#### Items ####

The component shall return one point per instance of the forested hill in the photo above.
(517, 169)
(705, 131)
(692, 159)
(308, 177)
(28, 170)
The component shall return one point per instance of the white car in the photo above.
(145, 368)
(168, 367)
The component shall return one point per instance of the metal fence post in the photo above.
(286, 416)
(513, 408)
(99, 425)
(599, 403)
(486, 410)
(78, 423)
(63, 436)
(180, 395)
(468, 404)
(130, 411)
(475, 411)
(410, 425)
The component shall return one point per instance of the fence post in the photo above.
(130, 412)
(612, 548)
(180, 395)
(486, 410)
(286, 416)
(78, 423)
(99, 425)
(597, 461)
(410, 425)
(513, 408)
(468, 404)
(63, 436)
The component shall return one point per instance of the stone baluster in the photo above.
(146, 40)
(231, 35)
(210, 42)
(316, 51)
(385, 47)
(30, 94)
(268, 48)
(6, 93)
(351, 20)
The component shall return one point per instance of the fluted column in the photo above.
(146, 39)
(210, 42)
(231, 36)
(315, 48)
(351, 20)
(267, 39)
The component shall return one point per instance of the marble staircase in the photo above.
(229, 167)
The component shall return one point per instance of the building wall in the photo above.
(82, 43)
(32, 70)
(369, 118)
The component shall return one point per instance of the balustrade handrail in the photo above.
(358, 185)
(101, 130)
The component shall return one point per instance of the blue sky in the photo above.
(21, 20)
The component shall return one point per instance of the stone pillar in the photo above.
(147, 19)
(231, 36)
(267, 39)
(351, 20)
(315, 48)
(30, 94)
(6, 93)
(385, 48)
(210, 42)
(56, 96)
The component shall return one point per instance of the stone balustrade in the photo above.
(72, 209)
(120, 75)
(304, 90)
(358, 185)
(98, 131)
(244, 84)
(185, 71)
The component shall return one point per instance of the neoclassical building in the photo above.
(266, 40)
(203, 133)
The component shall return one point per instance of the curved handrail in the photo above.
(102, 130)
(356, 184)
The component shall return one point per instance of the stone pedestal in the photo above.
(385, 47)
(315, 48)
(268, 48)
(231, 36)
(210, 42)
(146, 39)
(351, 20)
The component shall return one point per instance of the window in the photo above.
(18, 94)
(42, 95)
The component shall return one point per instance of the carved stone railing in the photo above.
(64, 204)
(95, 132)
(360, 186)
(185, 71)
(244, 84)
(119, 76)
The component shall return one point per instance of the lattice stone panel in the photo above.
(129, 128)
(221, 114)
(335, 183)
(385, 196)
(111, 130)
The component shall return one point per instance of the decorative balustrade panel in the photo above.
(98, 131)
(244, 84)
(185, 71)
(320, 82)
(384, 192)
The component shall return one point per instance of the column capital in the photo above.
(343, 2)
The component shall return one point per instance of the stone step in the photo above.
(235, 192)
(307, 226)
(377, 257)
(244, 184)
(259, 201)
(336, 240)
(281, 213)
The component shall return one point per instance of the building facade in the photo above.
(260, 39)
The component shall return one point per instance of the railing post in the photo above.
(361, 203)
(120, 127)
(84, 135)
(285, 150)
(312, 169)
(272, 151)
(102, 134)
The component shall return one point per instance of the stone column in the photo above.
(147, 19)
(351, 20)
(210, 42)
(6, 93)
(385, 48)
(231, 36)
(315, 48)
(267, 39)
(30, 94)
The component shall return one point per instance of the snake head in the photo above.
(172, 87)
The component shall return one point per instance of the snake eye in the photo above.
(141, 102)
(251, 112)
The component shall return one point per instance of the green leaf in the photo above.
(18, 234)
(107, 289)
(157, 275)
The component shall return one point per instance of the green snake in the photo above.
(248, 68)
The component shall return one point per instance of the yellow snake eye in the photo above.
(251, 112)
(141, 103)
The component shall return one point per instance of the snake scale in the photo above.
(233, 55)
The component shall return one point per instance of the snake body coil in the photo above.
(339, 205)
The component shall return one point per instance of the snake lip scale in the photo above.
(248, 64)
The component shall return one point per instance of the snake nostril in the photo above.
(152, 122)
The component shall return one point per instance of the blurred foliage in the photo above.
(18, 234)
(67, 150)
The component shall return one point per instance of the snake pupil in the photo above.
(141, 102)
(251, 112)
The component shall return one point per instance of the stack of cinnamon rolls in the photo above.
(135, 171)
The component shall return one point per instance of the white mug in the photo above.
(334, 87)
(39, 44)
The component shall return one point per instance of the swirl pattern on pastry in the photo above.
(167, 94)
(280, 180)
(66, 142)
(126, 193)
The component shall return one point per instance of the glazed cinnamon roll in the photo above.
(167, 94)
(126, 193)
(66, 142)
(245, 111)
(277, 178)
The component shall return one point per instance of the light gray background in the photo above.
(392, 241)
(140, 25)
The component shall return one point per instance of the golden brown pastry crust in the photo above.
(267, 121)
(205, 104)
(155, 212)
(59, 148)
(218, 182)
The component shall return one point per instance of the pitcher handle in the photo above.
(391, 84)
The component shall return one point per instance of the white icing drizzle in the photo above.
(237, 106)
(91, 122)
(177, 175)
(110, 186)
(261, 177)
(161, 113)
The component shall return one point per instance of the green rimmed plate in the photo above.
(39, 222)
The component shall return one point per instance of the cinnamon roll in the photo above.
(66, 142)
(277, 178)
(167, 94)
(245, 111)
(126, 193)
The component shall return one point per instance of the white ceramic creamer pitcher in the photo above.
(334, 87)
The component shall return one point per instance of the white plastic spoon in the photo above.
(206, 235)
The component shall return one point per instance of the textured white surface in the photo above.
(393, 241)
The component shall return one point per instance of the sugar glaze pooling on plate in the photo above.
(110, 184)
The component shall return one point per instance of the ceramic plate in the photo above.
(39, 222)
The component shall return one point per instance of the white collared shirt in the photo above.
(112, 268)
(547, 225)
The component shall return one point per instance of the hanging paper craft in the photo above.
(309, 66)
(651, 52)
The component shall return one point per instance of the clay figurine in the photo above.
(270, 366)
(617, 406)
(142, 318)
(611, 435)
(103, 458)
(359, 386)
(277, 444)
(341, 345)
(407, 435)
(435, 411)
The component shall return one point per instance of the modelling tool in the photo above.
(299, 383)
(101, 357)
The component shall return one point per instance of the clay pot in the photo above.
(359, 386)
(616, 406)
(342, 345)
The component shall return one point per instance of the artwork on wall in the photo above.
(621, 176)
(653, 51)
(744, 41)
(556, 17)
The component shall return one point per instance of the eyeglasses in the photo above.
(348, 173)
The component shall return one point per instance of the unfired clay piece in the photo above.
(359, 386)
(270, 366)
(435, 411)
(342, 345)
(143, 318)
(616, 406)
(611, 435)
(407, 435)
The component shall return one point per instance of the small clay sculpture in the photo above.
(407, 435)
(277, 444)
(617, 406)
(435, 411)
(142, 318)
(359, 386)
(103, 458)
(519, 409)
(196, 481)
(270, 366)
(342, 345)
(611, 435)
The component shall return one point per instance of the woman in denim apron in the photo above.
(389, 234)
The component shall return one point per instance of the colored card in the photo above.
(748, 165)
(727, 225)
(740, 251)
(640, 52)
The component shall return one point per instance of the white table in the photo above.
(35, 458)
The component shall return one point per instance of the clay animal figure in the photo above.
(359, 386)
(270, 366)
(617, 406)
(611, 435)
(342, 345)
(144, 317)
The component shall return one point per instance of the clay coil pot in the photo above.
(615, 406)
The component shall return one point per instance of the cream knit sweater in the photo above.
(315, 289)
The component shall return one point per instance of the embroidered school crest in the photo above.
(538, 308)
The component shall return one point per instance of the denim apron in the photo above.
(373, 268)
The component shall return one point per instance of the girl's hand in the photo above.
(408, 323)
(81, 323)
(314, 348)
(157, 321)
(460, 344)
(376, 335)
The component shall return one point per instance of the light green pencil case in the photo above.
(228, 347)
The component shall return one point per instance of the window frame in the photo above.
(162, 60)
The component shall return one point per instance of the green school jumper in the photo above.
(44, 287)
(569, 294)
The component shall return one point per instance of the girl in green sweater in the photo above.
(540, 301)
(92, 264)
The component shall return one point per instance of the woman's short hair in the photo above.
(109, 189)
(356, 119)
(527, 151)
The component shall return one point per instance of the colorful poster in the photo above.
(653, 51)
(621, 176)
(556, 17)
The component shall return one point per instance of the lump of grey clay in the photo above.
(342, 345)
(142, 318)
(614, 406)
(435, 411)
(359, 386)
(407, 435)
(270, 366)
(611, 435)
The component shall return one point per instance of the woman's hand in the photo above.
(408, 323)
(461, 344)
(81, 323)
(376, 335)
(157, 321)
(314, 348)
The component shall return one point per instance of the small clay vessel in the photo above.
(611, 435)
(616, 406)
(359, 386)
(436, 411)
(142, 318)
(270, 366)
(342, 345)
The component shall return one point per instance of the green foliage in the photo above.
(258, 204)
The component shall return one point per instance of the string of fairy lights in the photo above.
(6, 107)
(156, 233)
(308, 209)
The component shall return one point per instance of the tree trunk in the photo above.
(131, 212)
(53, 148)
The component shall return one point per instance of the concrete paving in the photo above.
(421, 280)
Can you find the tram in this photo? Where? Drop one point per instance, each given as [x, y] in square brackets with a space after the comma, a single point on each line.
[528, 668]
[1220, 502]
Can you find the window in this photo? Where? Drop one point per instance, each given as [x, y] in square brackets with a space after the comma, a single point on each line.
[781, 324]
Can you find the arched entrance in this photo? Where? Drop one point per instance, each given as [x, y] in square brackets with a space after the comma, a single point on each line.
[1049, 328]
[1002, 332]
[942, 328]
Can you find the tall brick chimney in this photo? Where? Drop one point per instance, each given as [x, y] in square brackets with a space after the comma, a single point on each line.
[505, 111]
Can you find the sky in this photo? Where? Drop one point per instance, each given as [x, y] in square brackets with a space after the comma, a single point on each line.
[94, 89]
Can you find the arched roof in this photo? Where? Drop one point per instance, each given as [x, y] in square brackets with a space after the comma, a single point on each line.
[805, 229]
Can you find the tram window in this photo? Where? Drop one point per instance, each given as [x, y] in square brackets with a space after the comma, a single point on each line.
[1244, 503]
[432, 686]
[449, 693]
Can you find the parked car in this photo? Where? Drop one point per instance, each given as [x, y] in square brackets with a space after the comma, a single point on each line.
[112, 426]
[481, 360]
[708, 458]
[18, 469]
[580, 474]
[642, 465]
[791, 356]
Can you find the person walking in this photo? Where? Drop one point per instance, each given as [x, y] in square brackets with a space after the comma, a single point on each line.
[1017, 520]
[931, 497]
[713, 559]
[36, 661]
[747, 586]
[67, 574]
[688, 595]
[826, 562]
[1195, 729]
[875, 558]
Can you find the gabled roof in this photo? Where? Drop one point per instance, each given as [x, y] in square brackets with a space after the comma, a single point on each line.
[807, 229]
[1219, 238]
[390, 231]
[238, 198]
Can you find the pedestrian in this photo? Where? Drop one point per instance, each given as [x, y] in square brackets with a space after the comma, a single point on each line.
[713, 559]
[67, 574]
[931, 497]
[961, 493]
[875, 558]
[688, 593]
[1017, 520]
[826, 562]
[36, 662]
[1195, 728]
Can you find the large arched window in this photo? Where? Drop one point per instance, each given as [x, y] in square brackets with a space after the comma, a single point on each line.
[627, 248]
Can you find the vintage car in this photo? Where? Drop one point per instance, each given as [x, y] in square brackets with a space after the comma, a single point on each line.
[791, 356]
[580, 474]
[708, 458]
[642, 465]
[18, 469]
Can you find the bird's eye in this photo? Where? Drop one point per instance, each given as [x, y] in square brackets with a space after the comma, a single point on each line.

####

• What you are asked to do: Transcribe exactly the line containing "Can you find the pedestrian" and all remaining lines of the material, ending with the last one.

• Final answer:
Can you find the pedestrian in this photo? Where? Drop one point per instance, each given as [x, y] in square brackets with a space after the comma, a single point on each line.
[713, 559]
[67, 574]
[931, 497]
[961, 493]
[875, 558]
[688, 593]
[1017, 520]
[826, 562]
[36, 662]
[1195, 728]
Can you find the large arched window in this photo? Where? Drop one point per instance, each given as [x, y] in square brackets with a space after the comma, a single point on each line.
[627, 248]
Can you find the vintage car in this photo? Where? Drop one point per instance, each given as [x, y] in square brackets with a space after the comma, a single point on each line.
[791, 356]
[580, 474]
[708, 458]
[642, 465]
[18, 469]
Can you find the bird's eye in this photo? Where? Drop one point per instance, each given as [x, y] in square brackets with a space after the comma, a single point on each line.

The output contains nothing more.